(Work task) Lines in which "glove" appears should be pulled from the data below.

(Provided data)
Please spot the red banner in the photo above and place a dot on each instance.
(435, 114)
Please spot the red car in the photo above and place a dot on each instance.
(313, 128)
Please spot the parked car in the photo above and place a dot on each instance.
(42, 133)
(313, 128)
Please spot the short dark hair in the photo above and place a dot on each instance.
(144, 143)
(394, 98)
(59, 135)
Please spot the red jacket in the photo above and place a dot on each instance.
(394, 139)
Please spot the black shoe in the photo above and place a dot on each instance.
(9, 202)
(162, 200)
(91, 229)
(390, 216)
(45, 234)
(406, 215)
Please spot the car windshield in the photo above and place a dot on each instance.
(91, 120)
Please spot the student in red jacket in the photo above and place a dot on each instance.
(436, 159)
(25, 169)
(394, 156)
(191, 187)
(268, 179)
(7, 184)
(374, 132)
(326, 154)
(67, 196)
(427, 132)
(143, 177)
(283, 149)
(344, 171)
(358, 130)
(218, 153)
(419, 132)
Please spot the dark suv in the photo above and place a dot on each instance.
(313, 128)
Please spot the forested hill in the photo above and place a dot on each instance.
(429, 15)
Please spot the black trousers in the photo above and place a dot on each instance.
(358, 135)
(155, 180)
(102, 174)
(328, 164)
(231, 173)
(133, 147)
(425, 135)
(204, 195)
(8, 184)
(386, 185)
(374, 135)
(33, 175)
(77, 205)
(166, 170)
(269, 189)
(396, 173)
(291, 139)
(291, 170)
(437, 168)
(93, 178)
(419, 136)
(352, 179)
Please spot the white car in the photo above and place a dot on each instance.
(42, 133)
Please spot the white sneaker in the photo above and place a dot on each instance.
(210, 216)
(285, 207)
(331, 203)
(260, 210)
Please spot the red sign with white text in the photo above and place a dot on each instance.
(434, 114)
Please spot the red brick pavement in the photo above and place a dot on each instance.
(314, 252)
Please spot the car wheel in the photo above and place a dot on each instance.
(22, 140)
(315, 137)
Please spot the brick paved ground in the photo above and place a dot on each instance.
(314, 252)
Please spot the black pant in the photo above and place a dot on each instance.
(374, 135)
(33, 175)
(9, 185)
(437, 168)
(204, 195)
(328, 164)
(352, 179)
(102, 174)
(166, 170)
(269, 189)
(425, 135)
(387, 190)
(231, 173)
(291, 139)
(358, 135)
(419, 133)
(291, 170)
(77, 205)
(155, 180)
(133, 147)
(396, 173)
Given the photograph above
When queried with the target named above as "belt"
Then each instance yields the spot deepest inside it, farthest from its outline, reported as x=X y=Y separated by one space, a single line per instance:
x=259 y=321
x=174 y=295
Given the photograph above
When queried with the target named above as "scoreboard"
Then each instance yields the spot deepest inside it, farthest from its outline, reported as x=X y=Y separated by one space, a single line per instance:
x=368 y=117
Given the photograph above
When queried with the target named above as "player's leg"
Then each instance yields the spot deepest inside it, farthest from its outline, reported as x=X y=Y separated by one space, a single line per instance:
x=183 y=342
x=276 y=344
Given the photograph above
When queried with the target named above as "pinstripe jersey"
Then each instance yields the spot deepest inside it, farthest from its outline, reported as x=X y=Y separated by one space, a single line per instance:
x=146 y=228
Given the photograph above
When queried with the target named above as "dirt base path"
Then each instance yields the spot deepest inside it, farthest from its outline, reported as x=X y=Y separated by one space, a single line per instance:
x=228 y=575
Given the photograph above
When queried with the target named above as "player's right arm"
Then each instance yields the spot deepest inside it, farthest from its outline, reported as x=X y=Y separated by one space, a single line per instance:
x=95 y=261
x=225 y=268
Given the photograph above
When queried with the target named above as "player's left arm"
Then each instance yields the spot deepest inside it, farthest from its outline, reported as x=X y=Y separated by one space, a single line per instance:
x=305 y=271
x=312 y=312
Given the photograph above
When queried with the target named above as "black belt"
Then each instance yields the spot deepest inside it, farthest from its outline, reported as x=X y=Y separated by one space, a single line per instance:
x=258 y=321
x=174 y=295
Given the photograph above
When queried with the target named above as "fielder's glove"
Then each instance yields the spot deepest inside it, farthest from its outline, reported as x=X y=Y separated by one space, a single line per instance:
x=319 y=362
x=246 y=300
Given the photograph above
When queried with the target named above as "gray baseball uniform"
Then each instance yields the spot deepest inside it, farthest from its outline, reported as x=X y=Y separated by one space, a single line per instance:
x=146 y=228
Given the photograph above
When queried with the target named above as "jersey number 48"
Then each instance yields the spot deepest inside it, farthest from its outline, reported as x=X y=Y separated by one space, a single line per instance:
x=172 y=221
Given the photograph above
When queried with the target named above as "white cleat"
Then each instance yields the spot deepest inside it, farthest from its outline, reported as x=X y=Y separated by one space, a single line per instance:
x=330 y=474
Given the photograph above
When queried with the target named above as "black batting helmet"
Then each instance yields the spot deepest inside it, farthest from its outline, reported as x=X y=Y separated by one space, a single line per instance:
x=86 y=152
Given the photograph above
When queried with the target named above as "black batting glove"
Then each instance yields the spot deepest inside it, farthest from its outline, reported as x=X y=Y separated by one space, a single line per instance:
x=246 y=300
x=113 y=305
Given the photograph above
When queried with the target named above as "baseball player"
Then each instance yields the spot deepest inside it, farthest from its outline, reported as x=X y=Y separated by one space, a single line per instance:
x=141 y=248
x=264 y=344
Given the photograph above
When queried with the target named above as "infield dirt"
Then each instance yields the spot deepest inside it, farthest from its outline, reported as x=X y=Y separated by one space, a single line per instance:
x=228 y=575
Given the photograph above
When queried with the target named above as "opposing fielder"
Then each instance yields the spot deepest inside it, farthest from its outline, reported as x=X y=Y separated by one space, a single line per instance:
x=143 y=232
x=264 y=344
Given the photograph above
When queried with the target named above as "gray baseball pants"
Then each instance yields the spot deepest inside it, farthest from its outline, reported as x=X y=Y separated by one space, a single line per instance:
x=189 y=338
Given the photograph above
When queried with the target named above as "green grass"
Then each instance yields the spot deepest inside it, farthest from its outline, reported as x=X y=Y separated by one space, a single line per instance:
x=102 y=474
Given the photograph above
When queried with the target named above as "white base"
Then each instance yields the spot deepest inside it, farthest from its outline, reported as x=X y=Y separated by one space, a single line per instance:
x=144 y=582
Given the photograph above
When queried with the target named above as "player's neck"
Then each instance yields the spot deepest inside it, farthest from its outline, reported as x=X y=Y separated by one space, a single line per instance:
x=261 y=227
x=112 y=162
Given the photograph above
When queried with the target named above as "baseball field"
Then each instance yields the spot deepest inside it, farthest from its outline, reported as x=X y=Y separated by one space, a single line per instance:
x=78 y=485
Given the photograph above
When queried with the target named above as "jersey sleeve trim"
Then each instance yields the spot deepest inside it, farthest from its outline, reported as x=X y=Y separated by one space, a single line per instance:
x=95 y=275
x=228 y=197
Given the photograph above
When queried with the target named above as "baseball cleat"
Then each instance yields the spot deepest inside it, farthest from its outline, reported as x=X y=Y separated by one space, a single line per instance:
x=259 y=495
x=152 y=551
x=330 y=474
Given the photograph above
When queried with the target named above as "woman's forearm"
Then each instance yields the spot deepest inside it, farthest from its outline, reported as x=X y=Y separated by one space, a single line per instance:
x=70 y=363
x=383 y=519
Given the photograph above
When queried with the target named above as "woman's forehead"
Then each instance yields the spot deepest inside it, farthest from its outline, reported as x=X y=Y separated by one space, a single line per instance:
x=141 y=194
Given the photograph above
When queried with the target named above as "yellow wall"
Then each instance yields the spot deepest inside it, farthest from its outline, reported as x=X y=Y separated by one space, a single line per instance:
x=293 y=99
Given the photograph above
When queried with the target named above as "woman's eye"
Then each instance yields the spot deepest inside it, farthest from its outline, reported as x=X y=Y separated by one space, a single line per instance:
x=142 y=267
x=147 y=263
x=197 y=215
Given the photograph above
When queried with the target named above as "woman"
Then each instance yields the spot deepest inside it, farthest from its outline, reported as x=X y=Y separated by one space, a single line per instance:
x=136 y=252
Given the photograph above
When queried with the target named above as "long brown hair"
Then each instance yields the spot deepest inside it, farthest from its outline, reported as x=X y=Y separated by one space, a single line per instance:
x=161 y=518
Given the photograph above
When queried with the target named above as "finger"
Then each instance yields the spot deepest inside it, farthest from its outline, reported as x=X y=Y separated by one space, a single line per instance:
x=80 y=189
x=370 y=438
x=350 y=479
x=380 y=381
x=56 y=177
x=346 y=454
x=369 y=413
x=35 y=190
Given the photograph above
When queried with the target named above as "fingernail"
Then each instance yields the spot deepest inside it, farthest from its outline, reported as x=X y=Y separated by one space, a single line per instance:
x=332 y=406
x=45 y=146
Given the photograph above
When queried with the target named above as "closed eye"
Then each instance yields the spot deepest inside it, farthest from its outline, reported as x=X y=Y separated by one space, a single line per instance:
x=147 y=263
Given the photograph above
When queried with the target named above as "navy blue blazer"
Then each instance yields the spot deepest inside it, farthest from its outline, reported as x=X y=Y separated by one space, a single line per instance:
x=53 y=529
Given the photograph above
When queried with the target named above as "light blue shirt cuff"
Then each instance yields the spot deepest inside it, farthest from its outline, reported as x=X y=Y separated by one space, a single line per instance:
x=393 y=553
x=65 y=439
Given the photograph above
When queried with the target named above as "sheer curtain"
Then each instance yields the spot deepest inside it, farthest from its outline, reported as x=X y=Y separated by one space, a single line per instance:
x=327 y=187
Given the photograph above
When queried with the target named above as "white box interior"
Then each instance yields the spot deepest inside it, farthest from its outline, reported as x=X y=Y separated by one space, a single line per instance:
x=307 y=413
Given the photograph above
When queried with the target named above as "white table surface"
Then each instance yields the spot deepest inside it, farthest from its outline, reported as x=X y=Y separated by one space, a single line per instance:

(Response)
When queried with the target named above as "fielder's glove"
When queried with the target named above as "black batting glove"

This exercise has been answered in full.